─── Records for this task
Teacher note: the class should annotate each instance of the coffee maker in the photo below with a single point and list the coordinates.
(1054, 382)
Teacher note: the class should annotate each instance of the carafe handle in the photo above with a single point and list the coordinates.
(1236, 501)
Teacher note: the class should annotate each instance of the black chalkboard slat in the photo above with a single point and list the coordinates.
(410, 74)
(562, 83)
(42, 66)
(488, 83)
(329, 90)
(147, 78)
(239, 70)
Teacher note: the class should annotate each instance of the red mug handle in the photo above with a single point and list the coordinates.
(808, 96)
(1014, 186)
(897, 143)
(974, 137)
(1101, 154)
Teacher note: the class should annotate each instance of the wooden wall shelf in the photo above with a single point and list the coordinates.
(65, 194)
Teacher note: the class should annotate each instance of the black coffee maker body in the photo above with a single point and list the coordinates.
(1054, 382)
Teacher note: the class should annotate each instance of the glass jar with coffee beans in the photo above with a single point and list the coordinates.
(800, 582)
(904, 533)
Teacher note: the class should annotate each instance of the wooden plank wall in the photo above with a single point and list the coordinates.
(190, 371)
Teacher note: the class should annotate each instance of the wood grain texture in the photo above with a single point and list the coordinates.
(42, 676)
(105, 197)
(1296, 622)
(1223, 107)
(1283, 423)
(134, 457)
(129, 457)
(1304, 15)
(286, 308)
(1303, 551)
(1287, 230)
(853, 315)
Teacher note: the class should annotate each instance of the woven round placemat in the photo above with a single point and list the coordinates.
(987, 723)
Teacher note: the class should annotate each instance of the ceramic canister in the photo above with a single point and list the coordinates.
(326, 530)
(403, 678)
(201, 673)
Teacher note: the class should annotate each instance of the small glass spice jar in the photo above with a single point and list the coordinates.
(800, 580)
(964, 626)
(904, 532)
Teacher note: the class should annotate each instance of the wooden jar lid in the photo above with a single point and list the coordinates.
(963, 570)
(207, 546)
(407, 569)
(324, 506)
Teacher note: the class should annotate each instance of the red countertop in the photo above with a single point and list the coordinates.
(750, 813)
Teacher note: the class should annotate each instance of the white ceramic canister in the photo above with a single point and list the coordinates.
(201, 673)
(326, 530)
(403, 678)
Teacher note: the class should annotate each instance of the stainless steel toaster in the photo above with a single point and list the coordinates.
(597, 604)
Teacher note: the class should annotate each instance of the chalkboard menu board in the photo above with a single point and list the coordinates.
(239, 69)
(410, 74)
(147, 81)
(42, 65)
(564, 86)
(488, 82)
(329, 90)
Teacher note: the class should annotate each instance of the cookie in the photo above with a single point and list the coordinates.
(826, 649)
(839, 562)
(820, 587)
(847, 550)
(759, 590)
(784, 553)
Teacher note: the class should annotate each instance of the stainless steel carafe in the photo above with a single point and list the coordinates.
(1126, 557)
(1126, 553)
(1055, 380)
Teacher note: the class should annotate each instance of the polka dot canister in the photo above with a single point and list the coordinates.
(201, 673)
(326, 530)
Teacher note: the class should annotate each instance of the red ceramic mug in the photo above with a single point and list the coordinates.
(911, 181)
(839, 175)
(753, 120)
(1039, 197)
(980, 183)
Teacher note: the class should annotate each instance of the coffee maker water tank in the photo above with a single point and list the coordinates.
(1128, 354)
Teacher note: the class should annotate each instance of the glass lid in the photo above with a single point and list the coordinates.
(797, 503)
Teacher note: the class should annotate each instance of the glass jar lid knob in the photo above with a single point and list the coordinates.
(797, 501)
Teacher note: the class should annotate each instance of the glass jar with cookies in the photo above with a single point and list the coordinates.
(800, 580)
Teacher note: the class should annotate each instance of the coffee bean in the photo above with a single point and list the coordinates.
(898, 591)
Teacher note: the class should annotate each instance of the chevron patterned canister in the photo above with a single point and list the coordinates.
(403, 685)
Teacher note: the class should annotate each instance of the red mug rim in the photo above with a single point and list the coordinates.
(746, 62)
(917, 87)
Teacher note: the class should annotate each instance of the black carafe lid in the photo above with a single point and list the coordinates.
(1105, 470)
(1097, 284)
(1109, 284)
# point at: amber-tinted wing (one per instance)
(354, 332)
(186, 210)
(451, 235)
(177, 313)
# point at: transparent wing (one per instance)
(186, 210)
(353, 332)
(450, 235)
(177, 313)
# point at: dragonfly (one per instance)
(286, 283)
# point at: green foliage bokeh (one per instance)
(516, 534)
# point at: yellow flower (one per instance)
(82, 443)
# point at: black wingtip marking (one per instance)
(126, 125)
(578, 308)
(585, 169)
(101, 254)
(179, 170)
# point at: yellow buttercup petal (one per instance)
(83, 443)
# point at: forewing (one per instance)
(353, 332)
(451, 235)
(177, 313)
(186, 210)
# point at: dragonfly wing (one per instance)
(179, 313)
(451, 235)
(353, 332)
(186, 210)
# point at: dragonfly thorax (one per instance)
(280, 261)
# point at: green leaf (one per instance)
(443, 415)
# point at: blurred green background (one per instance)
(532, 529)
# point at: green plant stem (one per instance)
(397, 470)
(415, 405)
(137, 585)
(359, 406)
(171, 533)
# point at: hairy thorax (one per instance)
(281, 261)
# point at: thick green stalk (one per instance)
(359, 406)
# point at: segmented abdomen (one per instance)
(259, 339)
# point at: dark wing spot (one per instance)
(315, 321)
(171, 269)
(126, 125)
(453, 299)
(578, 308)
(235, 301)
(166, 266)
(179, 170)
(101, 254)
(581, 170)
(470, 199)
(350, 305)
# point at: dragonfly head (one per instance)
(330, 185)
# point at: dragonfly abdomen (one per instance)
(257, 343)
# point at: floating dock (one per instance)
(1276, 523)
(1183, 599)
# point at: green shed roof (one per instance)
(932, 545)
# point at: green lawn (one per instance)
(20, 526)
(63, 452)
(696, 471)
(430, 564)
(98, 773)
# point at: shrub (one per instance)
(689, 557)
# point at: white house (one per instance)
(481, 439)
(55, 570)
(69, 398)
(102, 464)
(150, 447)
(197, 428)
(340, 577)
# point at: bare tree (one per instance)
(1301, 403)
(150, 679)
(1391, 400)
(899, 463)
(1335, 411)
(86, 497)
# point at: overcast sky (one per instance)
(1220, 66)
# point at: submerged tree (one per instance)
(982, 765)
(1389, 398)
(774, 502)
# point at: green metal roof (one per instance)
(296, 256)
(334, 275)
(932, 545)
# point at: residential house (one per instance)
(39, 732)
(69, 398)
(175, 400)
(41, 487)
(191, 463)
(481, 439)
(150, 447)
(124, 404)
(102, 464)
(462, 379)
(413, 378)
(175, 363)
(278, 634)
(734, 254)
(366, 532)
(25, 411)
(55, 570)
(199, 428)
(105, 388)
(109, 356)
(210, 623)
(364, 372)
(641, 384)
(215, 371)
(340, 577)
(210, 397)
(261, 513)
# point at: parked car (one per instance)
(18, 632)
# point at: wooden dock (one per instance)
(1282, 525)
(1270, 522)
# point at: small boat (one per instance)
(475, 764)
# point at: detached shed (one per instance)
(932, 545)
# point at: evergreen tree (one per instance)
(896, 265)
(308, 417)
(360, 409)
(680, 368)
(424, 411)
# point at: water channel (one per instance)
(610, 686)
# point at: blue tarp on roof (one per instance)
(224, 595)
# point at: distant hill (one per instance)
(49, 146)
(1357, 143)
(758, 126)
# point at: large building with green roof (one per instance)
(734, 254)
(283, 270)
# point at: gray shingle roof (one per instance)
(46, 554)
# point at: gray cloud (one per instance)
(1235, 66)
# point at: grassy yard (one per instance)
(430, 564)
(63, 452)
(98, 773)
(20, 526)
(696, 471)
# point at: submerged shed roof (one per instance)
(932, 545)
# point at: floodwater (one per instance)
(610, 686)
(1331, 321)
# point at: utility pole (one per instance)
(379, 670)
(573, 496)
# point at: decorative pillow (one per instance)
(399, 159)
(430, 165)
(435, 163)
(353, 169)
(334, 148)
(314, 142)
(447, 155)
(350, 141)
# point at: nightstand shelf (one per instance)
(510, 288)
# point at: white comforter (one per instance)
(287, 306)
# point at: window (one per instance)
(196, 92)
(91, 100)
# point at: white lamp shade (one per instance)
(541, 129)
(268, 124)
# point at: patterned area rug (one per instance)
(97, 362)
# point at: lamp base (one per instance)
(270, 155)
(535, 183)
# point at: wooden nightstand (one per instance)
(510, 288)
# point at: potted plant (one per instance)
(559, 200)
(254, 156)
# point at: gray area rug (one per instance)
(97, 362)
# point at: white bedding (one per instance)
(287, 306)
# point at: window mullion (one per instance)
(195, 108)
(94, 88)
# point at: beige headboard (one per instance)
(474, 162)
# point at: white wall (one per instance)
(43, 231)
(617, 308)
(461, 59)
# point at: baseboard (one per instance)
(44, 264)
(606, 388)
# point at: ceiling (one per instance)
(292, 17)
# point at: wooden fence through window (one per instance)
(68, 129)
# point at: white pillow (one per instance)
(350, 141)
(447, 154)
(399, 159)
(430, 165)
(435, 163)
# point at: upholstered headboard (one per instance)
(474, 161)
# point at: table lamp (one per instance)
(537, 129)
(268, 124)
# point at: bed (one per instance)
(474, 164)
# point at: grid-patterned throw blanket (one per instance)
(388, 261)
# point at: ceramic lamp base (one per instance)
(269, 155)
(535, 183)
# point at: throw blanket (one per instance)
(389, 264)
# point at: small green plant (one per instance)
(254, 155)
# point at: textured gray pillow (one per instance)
──────
Your instructions: Write out exactly the final stretch of the listing above, beginning at the line that contains "# point at: small green" and ending at its last line, with nothing added.

Result of the exercise:
# point at: small green plant (one per instance)
(254, 155)
# point at: textured gray pillow (one per instance)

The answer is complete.